### DO THIS
Rewrite the records below, replacing "reflection of tree in water" with "tree reflection on the water" and leaving everything else unchanged.

-- Begin EXERCISE MATERIALS --

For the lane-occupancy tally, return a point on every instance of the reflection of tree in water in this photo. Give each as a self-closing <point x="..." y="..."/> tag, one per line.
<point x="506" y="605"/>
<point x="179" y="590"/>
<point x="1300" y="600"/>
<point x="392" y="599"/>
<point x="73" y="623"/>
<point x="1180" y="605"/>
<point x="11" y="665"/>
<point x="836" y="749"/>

-- End EXERCISE MATERIALS --

### TASK ANSWER
For the lane-occupancy tally, return a point on every instance of the tree reflection on the water in this photo. Give each as a self-closing <point x="..." y="..."/> tag, one per line.
<point x="506" y="605"/>
<point x="179" y="590"/>
<point x="1300" y="600"/>
<point x="392" y="599"/>
<point x="73" y="623"/>
<point x="1180" y="605"/>
<point x="11" y="665"/>
<point x="836" y="749"/>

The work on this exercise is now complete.